Geçtiğimiz pazar günü İstiklal Caddesi’nde vuku bulan terör saldırısında altı vatandaşımız hayatını kaybetti ve onlarca vatandaşımız yaralandı. Terör saldırısı doğal olarak toplumda büyük bir tepki çekti ve özellikle sosyal medyada yoğun tartışma konusu oldu. Tartışmalarda dikkatimi çeken bir husus pek çok kimsenin sanki terör ve teröristler hakkında uzmanmış gibi yazıp çizmesiydi.Bu tür alçakça saldırıların toplumda bir infial uyandırması ve tartışmalara konu olması bir bakıma normal. Ancak terör, teröristler ve terör örgütleri konusunda aynı zamanda bir uzmanlık bilgisine ihtiyaç duyulduğu ve ileri geri konuşmaların birçok hata ihtiva edebileceği de gözden uzak tutulmamalı.
Bu yüzden, doktorasını terör ve teröristler üzerine yapmış bir kişi olarak, bazı temel bilgileri okuyucularımla paylaşmak istiyorum.

Görev 1 → İstiklal Caddesi saldırısını konu alan metne göre saldırıda kaç vatandaş hayatını kaybetti?
Görev 2 → İstiklal Caddesi saldırısını konu alan metni lütfen son cümlesinden itibaren sürdürün.

Listelenen satırlar →
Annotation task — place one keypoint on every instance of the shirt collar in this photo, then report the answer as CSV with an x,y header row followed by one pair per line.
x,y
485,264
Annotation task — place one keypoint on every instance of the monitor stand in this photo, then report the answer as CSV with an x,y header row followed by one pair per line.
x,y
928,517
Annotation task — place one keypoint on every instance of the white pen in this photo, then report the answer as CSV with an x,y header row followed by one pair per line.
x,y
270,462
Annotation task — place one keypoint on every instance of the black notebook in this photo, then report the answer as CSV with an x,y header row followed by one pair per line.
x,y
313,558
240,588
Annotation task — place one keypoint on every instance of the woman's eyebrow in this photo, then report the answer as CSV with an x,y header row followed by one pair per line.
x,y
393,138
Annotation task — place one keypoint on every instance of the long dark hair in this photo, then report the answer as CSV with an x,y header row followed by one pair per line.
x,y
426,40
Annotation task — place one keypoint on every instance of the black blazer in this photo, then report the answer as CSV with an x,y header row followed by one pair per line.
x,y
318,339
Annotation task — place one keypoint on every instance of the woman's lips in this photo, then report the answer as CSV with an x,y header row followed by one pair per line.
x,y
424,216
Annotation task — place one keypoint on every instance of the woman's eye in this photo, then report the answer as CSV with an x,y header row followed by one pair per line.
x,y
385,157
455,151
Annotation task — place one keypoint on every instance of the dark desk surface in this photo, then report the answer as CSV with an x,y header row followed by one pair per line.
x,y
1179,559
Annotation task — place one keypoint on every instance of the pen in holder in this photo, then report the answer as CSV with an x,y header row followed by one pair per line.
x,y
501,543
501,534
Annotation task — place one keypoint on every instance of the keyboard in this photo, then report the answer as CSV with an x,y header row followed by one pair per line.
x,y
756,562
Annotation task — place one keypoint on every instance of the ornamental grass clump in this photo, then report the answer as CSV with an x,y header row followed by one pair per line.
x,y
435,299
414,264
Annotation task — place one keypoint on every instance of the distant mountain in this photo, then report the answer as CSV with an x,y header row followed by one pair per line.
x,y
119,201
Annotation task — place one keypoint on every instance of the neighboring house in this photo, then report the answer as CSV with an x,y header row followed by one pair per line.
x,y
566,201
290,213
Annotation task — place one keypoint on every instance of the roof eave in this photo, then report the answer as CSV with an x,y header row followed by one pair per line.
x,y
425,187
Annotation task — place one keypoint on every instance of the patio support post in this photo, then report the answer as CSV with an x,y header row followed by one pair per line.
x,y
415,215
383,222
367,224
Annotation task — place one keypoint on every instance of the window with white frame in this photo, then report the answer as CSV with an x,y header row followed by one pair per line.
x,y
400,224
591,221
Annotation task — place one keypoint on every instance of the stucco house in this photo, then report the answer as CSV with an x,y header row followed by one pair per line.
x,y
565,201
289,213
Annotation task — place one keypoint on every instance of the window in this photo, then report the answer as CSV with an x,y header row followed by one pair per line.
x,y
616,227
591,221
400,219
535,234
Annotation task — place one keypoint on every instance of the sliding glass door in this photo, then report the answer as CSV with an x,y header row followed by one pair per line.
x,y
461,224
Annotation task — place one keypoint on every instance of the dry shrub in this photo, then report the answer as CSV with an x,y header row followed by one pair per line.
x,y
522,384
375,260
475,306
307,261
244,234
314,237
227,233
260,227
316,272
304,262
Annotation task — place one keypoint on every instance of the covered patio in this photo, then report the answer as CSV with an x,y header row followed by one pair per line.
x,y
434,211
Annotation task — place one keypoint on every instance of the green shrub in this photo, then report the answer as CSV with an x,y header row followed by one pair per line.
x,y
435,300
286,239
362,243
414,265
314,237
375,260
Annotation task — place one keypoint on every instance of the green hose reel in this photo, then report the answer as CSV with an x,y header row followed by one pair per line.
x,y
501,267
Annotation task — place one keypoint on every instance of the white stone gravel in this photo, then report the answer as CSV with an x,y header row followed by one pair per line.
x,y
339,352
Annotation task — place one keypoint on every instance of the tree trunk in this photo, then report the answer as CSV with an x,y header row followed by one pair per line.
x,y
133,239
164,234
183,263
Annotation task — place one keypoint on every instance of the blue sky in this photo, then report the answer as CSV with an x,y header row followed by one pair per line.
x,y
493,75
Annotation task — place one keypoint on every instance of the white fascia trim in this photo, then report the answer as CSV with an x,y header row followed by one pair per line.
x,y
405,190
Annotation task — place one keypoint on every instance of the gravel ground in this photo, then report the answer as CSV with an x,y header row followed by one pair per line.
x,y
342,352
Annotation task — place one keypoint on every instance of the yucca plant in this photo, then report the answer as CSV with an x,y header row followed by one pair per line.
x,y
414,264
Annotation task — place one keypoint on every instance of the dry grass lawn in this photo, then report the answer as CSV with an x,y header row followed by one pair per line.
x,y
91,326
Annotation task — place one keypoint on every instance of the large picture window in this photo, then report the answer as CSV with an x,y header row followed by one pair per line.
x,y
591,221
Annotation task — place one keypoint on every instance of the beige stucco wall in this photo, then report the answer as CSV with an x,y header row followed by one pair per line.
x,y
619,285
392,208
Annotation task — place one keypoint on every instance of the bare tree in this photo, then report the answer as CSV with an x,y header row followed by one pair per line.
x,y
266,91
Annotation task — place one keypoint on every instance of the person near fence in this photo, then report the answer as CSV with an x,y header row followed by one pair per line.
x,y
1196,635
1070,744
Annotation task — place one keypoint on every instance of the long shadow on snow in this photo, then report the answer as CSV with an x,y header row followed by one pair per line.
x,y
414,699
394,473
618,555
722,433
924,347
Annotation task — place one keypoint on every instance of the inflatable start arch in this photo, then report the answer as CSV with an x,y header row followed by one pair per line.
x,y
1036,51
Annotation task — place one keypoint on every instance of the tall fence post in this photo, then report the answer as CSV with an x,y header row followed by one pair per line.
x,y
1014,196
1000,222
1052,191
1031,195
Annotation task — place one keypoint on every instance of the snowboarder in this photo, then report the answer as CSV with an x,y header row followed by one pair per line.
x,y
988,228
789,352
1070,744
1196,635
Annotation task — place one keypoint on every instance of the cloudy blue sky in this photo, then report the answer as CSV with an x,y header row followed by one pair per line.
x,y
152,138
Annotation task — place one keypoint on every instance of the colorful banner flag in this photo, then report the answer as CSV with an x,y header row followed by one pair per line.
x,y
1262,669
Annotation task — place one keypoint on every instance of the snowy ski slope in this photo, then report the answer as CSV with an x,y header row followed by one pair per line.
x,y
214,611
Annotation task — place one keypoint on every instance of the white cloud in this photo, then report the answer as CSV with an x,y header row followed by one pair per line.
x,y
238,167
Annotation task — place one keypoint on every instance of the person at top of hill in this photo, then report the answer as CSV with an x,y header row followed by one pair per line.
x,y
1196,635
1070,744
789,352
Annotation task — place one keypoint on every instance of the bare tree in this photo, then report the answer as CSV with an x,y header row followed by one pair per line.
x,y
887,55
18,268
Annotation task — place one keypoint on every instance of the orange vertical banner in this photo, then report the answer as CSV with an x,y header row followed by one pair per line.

Görev yanıtı 1 → Altı vatandaş hayatını kaybetti.

Görev yanıtı 2 →
Terör siyasi amaçlarla, sistematik biçimde ve daimî olarak şiddet kullanılmasıdır. Bu tanımdan da anlaşılacağı üzere, her tür şiddet değil sadece siyasal amaçlı şiddet terör teşkil edebilir. Başka bir deyişle, her terör eyleminde şiddet vardır ama her şiddet olayı terör değildir. Şiddet terörün gerekli şartıdır ama yeteri şartı değildir.
Terör çeşitli şekillerde sınıflandırılabilir. Bir yaklaşım terörü yukarıdan terör, aşağıdan terör olarak ikiye ayırır. Yukarıdan terör devlet tarafından masum vatandaşlarına karşı siyasi amaçlı şiddet kullanılmasıdır. Aşağıdan terör ise vatandaşların devlete karşı siyasal şiddet kullanmasıdır. Bir diğer terör ayrımı seçici terör ve ayrımsız terördür. Seçici terör genellikle devlet adamlarına yönelir ve onları ortadan kaldırmayı amaçlar. Ayrımcı terör ise gelişigüzel, saldırıdan etkilenen kimseler doğrudan veya dolaylı olarak terörün hedefi olmadan yapılan saldırılardır. Burada amaç toplumda korku ve panik oluşturmaktır. Ayrıca devlete de teröristleri önlemeye muktedir olmadığına dair mesajlar vermektir.
Son olarak ideolojik terör ve ayrılıkçı terör ayrımı yapılabilir. İdeolojik terörde amaç bir ideolojik devlet kurmaktır, ayrılıkçı terörde amaç bir ülkeden başka bir ülke çıkarmaktır!..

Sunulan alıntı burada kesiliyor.